- **SUPPLIED TEXT**:
After graduating from James Madison University with a Bachelor of Science in Health Science and a minor in Public Health, Nathan backpacked his way across Europe, learning about local customs, culture and cuisine. Although every town and country along Nathan’s journey provided its own culinary lesson, the watershed moment occurred in an outdoor market just outside of Florence, Italy: an elderly woman, agog at the massive amount of produce Nathan was stockpiling, eagerly asked, “Why are you buying so much food? Why not just buy fresh every day?” Nathan immediately dumped out half his basket and began pondering those two simple questions.  It was in that market that Nathan discovered his truth: great food starts fresh.

Laden with ideas and information, Nathan headed home, eventually opting for culinary school at Le Cordon Bleu in Los Angeles, where he earned a Culinary Arts degree. Since that time, Nathan has worked in many restaurants, both in and out of the kitchen, and has also worked with local growers in California farmers markets for over a decade.

Nathan published his cookbook, Great Food Starts Fresh, which has been quoted by Alice Waters, Graham Kerr, Curtis Stone and Jamie Oliver and made the Washington Post’s esteemed “Top Cookbooks” list.

- **DATA LINES**:

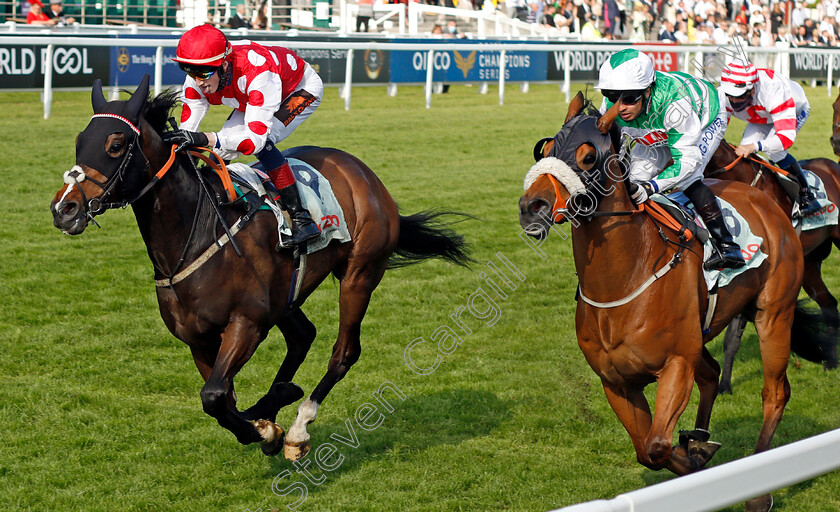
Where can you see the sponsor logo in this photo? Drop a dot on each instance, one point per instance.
(465, 64)
(123, 59)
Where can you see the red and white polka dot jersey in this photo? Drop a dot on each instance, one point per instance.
(263, 76)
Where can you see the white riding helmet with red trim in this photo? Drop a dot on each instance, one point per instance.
(204, 45)
(738, 77)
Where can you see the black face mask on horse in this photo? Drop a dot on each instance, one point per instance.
(577, 132)
(108, 146)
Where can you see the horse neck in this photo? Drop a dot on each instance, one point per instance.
(611, 250)
(166, 216)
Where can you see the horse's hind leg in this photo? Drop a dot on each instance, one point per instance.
(299, 334)
(696, 442)
(774, 335)
(731, 344)
(356, 288)
(815, 287)
(239, 341)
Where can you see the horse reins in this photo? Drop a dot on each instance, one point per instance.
(754, 159)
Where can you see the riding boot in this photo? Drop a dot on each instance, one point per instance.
(727, 253)
(303, 227)
(808, 204)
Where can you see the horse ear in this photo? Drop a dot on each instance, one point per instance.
(542, 148)
(606, 121)
(575, 106)
(141, 94)
(97, 99)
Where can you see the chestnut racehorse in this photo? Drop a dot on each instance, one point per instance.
(816, 246)
(642, 294)
(228, 304)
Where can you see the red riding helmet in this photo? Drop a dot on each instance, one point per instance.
(204, 45)
(738, 77)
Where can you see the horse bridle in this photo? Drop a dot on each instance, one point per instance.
(96, 206)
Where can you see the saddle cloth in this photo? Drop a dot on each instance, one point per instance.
(828, 214)
(316, 196)
(749, 242)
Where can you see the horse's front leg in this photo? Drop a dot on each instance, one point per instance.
(239, 341)
(675, 381)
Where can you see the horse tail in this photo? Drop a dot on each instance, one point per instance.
(425, 235)
(812, 337)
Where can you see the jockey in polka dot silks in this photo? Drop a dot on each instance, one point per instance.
(271, 90)
(775, 109)
(676, 122)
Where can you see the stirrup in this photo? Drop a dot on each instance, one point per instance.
(808, 204)
(301, 233)
(721, 260)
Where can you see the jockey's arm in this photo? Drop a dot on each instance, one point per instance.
(194, 105)
(683, 137)
(781, 108)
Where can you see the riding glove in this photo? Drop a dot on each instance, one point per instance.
(184, 138)
(640, 194)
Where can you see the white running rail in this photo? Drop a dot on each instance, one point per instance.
(730, 483)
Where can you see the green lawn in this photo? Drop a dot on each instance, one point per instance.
(99, 403)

- **EXERCISES**:
1. In the passage about Nathan, which school awarded him his Culinary Arts degree?
2. Write what comes next in the passage about Nathan, picking up after its final sentence.

- **PER-TASK OUTPUTS**:
1. Le Cordon Bleu in Los Angeles.

2.
Nathan received the honor of an Emmy nomination for “Outstanding Culinary Host” in 2013. He is a Sustainable Seafood Ambassador with the Monterey Bay Aquarium, a Culinary Ambassador with the City of Hope and has cooked at numerous non profits such as the Clinton Foundation. He has even written and co-illustrated (with his older brother, Craig) a children’s adventure book, Sam the Clam.

2 thoughts on “Bio

  1. I’m so glad you’ve started a food blog as it’s fun to see your interactions with food on more of a daily basis. Currently I’m a student of Chef Steven Nalls at Auguste Escoffier School of Culinary Arts in Boulder, CO. He directed me to your blog as I love all things food- particularly food writing and sustainable eating. He thought I’d like to follow what you do and he was absolutely right! Enjoy your trip and thanks for the excellent posts :)

  2. I have enjoyed your TV Show so much “Lyon in the Kitchen” thanks so much. You are fun, educational and make it look so so easy.